● FONTE
A eficiência é fundamental. Cientistas chineses desenvolveram o chip ACCEL, que é capaz de realizar 4,6 quatriliões de operações por segundo, em comparação com 0,312 quatrilião de operações por segundo para o chip A100 da NVIDIA.

A China forma até um milhão de estudantes STEM a mais do que os EUA, ano após ano. Isso vai muito além da IA. Os países asiáticos ainda atingem os 20% melhores em competições de ciências e matemática.

O Australian Strategic Policy Institute (ASPI) pode ser terrível em geopolítica. Mas pelo menos prestaram um serviço público ao mostrar os países que lideram o planeta em 44 sectores tecnológicos críticos.

A China ocupa o primeiro lugar em 37 sectores. Os EUA lideram em 7 sectores. Todos os outros países não lideram em nenhum sector. Estes incluem Defesa, Espaço, Robótica, Energia, Ambiente, Biotecnologia, Materiais Avançados, Tecnologia Quântica Chave e, claro, IA.

Como é que a China chegou a este ponto? É muito instrutivo hoje reler um livro publicado em 1996 por Maurice Mesner: "The Deng Xiaoping Era: An Investigation into the Fate of Chinese Socialism, 1978-1994".

Em primeiro lugar, precisamos saber o que aconteceu sob Mao:

«De 1952 até meados da década de 70, a produção agrícola líquida da China cresceu a uma taxa média anual de 2,5%, enquanto o valor para o período mais intensivo da industrialização do Japão (1868 a 1912) foi de 1,7%.

Na esfera industrial, todos os indicadores aumentaram: produção de aço, carvão, cimento, madeira, electricidade, petróleo bruto e fertilizantes químicos. "Em meados da década de 70, a China também estava a produzir um número significativo de aviões a jacto, tractores pesados, locomotivas ferroviárias e embarcações oceânicas modernas. A República Popular tornou-se também uma grande potência nuclear, equipada com mísseis balísticos intercontinentais. O primeiro teste bem-sucedido de bomba atómica ocorreu em 1964, a primeira bomba de hidrogénio foi produzida em 1967 e um satélite foi colocado em órbita em 1970."

● MATERIAL FORNECIDO

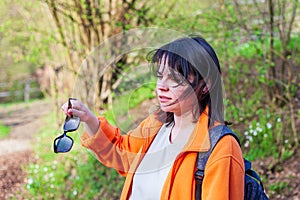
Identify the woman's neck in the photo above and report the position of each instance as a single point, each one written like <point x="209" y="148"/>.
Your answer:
<point x="183" y="126"/>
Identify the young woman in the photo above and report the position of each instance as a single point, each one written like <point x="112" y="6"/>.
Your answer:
<point x="159" y="157"/>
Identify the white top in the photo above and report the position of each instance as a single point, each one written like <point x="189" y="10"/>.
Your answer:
<point x="152" y="172"/>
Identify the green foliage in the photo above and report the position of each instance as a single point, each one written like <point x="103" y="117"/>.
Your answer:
<point x="279" y="187"/>
<point x="4" y="131"/>
<point x="73" y="175"/>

● EXERCÍCIO ESCRITO
Transcreva do texto sobre a liderança tecnológica da China o trecho que começa em "A eficiência é" e segue até "e, claro, IA.". Os registos não têm qualquer relação com o texto.

● EXERCÍCIO RESOLVIDO
A eficiência é fundamental. Cientistas chineses desenvolveram o chip ACCEL, que é capaz de realizar 4,6 quatriliões de operações por segundo, em comparação com 0,312 quatrilião de operações por segundo para o chip A100 da NVIDIA.

A China forma até um milhão de estudantes STEM a mais do que os EUA, ano após ano. Isso vai muito além da IA. Os países asiáticos ainda atingem os 20% melhores em competições de ciências e matemática.

O Australian Strategic Policy Institute (ASPI) pode ser terrível em geopolítica. Mas pelo menos prestaram um serviço público ao mostrar os países que lideram o planeta em 44 sectores tecnológicos críticos.

A China ocupa o primeiro lugar em 37 sectores. Os EUA lideram em 7 sectores. Todos os outros países não lideram em nenhum sector. Estes incluem Defesa, Espaço, Robótica, Energia, Ambiente, Biotecnologia, Materiais Avançados, Tecnologia Quântica Chave e, claro, IA.